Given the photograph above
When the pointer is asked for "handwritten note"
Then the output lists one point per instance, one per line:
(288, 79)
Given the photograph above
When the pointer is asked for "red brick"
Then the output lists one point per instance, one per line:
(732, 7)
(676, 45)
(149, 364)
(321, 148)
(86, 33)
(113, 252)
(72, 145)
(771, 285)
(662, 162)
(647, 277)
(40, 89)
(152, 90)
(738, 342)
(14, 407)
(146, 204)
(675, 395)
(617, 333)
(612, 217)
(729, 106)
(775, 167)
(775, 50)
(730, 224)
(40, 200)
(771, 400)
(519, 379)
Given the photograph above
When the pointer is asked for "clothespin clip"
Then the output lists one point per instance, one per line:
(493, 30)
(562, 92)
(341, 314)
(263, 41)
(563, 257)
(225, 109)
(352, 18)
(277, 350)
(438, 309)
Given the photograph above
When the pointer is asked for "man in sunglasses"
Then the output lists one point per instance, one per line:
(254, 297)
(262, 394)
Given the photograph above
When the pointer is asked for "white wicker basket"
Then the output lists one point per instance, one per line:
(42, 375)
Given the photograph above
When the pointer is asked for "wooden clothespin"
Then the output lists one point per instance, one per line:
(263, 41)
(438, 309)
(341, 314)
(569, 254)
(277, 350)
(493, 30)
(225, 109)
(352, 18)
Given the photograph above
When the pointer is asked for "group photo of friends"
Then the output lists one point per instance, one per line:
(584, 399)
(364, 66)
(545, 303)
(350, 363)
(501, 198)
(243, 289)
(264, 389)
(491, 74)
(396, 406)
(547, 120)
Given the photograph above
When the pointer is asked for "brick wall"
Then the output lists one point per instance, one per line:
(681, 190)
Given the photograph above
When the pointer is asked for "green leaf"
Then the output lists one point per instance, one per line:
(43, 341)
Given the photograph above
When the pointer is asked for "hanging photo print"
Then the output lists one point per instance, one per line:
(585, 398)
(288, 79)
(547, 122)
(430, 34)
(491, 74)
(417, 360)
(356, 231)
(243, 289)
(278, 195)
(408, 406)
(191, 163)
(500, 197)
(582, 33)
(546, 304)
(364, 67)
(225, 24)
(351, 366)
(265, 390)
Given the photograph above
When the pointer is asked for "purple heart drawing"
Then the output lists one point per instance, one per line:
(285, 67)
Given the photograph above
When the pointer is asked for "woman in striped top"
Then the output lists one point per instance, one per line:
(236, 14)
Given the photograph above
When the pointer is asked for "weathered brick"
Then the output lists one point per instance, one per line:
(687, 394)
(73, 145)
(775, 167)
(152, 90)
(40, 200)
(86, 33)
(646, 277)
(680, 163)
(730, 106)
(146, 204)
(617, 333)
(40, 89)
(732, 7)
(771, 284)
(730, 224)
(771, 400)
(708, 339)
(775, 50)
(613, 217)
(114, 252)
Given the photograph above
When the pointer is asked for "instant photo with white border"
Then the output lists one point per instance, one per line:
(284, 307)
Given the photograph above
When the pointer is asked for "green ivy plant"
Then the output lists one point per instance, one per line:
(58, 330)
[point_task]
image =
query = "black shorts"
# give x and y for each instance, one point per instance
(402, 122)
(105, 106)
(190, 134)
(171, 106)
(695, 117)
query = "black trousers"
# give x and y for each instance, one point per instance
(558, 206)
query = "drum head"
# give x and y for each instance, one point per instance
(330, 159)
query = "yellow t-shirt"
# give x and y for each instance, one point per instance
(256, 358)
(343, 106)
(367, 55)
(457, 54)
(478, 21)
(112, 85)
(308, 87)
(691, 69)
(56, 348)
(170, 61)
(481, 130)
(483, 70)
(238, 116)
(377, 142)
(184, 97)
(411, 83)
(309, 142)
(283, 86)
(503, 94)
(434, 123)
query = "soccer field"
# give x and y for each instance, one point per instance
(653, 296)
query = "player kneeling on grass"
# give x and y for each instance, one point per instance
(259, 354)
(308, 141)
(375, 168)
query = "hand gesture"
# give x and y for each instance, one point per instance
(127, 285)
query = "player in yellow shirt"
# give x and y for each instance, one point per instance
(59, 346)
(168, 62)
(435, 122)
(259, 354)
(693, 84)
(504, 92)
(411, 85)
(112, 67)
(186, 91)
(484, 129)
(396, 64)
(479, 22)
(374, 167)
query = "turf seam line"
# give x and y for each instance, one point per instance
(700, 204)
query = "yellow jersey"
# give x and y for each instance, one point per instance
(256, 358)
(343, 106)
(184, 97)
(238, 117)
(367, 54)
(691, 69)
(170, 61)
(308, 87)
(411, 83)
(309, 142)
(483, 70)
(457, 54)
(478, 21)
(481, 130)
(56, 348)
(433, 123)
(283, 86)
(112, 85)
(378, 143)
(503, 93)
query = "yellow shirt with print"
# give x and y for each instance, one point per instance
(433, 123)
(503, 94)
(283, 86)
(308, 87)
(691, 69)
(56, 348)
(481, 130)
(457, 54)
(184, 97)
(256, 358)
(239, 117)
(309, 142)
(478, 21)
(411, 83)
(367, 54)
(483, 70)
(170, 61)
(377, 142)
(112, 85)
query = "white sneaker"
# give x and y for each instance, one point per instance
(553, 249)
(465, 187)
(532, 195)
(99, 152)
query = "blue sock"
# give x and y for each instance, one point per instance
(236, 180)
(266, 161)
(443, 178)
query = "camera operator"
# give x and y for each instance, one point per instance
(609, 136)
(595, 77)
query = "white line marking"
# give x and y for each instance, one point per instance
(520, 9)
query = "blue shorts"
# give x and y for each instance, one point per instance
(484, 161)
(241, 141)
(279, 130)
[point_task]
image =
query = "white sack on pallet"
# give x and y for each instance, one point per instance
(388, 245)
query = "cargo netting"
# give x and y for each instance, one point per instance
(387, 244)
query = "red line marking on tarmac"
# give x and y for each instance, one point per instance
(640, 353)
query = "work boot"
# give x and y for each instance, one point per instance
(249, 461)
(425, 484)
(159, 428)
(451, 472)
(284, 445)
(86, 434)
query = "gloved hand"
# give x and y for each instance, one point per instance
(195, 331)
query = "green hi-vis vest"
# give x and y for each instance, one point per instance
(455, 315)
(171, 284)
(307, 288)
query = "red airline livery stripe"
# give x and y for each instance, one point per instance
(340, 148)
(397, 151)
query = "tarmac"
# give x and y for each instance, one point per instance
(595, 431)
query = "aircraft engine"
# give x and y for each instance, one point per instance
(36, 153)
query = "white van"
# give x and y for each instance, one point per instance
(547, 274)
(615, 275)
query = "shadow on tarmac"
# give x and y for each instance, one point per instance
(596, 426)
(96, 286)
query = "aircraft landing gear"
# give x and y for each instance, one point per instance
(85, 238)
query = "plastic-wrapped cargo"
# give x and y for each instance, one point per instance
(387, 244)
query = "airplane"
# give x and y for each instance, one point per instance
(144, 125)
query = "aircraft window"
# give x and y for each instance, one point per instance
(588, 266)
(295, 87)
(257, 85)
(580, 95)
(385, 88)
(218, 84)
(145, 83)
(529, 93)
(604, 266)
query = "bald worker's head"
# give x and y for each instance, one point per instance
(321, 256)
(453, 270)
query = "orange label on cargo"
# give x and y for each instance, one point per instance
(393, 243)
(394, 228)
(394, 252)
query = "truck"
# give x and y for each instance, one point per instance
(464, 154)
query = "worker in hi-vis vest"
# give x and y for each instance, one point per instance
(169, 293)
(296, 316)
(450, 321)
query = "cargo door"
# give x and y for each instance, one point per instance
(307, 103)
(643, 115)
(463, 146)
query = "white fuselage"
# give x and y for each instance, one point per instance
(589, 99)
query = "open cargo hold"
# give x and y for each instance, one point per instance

# # # # #

* [Problem to work on]: Restate the whole of the material exactly.

* [Solution to this problem]:
Given the photograph above
When the pointer is asked for "handwritten note"
Then the output lists one point per instance, one per line:
(288, 79)
Given the photograph above
When the pointer is asked for "red brick"
Then the output lists one point per instance, one per line:
(732, 7)
(676, 45)
(149, 364)
(321, 148)
(86, 33)
(113, 252)
(72, 145)
(771, 285)
(662, 162)
(647, 277)
(40, 89)
(152, 90)
(738, 342)
(14, 407)
(146, 204)
(675, 395)
(617, 333)
(612, 217)
(729, 106)
(775, 167)
(775, 50)
(730, 224)
(40, 200)
(771, 400)
(519, 379)
Given the photograph above
When the pointer is asked for "clothespin clip"
Then the output lists one point per instance, one per line:
(493, 30)
(562, 92)
(341, 314)
(263, 41)
(563, 257)
(225, 109)
(352, 18)
(277, 350)
(438, 309)
Given the photograph above
When the pointer is asked for "man in sunglasses"
Then the output lists one point per instance, one per line:
(254, 297)
(262, 394)
Given the photograph above
When the pointer is asked for "white wicker basket"
Then the output lists one point per instance, one per line:
(42, 375)
Given the photograph above
When the pointer is asked for "wooden clothespin"
Then the output lists one point per instance, one per line:
(263, 41)
(438, 309)
(341, 314)
(569, 254)
(277, 350)
(493, 30)
(225, 109)
(352, 18)
Given the photograph above
When the pointer is asked for "group photo of friends"
Then the output lists one point per instance, one per line:
(584, 399)
(364, 66)
(545, 303)
(350, 363)
(501, 198)
(243, 289)
(264, 389)
(491, 74)
(396, 406)
(547, 120)
Given the photograph above
When the pointer is asked for "brick wall"
Then the output lists one point per instance, one per line:
(681, 190)
Given the photograph above
When the pointer is asked for "green leaf"
Then the output lists one point per instance, one per line:
(43, 341)
Given the photograph above
When the pointer is asked for "hanging photo print"
Then the output lists one point per instance, one per line:
(585, 398)
(288, 79)
(547, 122)
(430, 34)
(491, 74)
(417, 360)
(356, 231)
(243, 289)
(278, 195)
(408, 406)
(191, 163)
(500, 197)
(582, 33)
(546, 304)
(364, 67)
(225, 24)
(351, 366)
(265, 390)
Given the photograph above
When the pointer is asked for "purple heart drawing"
Then the output lists one point per instance, one per line:
(285, 67)
Given the photograph above
When the pointer is asked for "woman in striped top"
Then the output lists one point per instance, one per line:
(236, 14)
Given the photograph above
When the pointer is asked for "weathered brick"
Then the output lists one point per instance, one per line:
(687, 394)
(73, 145)
(775, 167)
(152, 90)
(40, 200)
(86, 33)
(646, 277)
(680, 163)
(730, 106)
(146, 204)
(617, 333)
(40, 89)
(732, 7)
(771, 284)
(730, 224)
(771, 400)
(708, 339)
(775, 50)
(613, 217)
(114, 252)
Given the photograph above
When the pointer is asked for "instant photo with white border"
Then the output lists one point per instance, one per line:
(284, 307)
Given the photograph above
When the pointer is asked for "green ivy plant"
Then the output lists one point per instance, one per line:
(58, 330)
[point_task]
image =
query = "black shorts"
# give x and y for each instance, one point per instance
(402, 122)
(105, 106)
(190, 134)
(171, 106)
(695, 117)
query = "black trousers"
# give x and y for each instance, one point per instance
(558, 206)
query = "drum head"
# give x and y for each instance, one point per instance
(330, 159)
query = "yellow t-shirt"
# give x and y for each instance, one point per instance
(256, 358)
(343, 106)
(367, 55)
(457, 54)
(478, 21)
(112, 85)
(308, 87)
(691, 69)
(56, 348)
(170, 61)
(481, 130)
(483, 70)
(238, 116)
(377, 142)
(184, 97)
(411, 83)
(309, 142)
(283, 86)
(503, 94)
(434, 123)
query = "soccer field"
# give x and y for each instance, one point per instance
(653, 296)
query = "player kneeling on grass"
# give x and y for each instance, one point per instance
(259, 354)
(308, 141)
(375, 168)
query = "hand gesture"
# give x and y for each instance, one point per instance
(127, 285)
query = "player in yellow shirt"
# give x and y for each instance, one point per instance
(59, 346)
(168, 62)
(435, 122)
(259, 354)
(693, 84)
(504, 92)
(411, 85)
(112, 67)
(186, 91)
(484, 129)
(396, 64)
(479, 22)
(374, 167)
query = "turf seam line"
# give x and y for each instance, one point per instance
(700, 204)
query = "yellow jersey"
# give x and y for each instance, one point per instance
(256, 358)
(343, 106)
(184, 97)
(238, 117)
(367, 54)
(691, 69)
(170, 61)
(308, 87)
(411, 83)
(309, 142)
(483, 70)
(457, 54)
(478, 21)
(481, 130)
(56, 348)
(433, 123)
(283, 86)
(112, 85)
(378, 143)
(503, 93)
query = "yellow shirt with print"
# give x and y for each instance, one point per instance
(433, 123)
(503, 94)
(283, 86)
(308, 87)
(691, 69)
(56, 348)
(481, 130)
(457, 54)
(184, 97)
(256, 358)
(239, 117)
(309, 142)
(478, 21)
(411, 83)
(367, 54)
(483, 70)
(170, 61)
(377, 142)
(112, 85)
query = "white sneaker"
# give x and y for each instance, one point per instance
(553, 249)
(465, 187)
(532, 195)
(99, 152)
query = "blue sock"
# give x and y for each instance, one point per instance
(236, 180)
(266, 161)
(443, 178)
query = "camera operator"
# give x and y for each instance, one point per instance
(609, 136)
(595, 77)
query = "white line marking"
# give x and y for each instance, one point per instance
(520, 9)
query = "blue shorts"
# give x and y for each instance, one point per instance
(484, 161)
(241, 141)
(279, 130)
[point_task]
image =
query = "white sack on pallet"
# give x and y for each instance, one point per instance
(388, 245)
query = "cargo netting"
# give x and y for each instance, one point per instance
(387, 244)
query = "red line marking on tarmac"
# give x and y for each instance, one point per instance
(640, 353)
query = "work boot"
# give x and y for each instance, one point per instance
(249, 461)
(425, 484)
(159, 428)
(451, 472)
(284, 445)
(86, 434)
query = "gloved hand"
# give x and y for each instance, one point per instance
(195, 331)
query = "green hi-vis vest"
# give x and y for each instance, one point per instance
(455, 315)
(171, 284)
(307, 288)
query = "red airline livery stripe"
# give x and y for each instance, one point per instance
(340, 148)
(397, 151)
query = "tarmac"
# give x and y for each instance, one point per instance
(595, 431)
query = "aircraft engine"
# give x and y for each instance, one point per instance
(36, 153)
query = "white van"
# give x and y for each instance, one point per instance
(547, 274)
(615, 275)
query = "shadow on tarmac"
# give x and y for each instance, one point per instance
(596, 426)
(96, 286)
query = "aircraft landing gear"
# give x and y for each instance, one point per instance
(85, 238)
query = "plastic-wrapped cargo"
# give x and y for each instance, one point per instance
(387, 244)
query = "airplane"
# give x and y for each instance, one point per instance
(144, 125)
query = "aircraft window"
# give x and y for each instance, one point per instance
(588, 266)
(295, 87)
(257, 85)
(580, 95)
(385, 88)
(218, 84)
(145, 83)
(529, 93)
(604, 266)
query = "bald worker's head"
# give x and y for each instance, one point per instance
(321, 256)
(453, 270)
query = "orange label on cargo"
# give x and y for each instance, one point per instance
(393, 243)
(394, 228)
(394, 252)
query = "truck"
# give x and y for each instance, one point per instance
(464, 154)
query = "worker in hi-vis vest"
# give x and y for each instance, one point per instance
(169, 293)
(296, 316)
(450, 321)
query = "cargo door"
# give x and y for each instance, one point per instance
(307, 103)
(643, 115)
(463, 146)
query = "white fuselage"
# give x and y for each instance, one point per instance
(589, 99)
query = "open cargo hold"
# give x and y for each instance, one point per instance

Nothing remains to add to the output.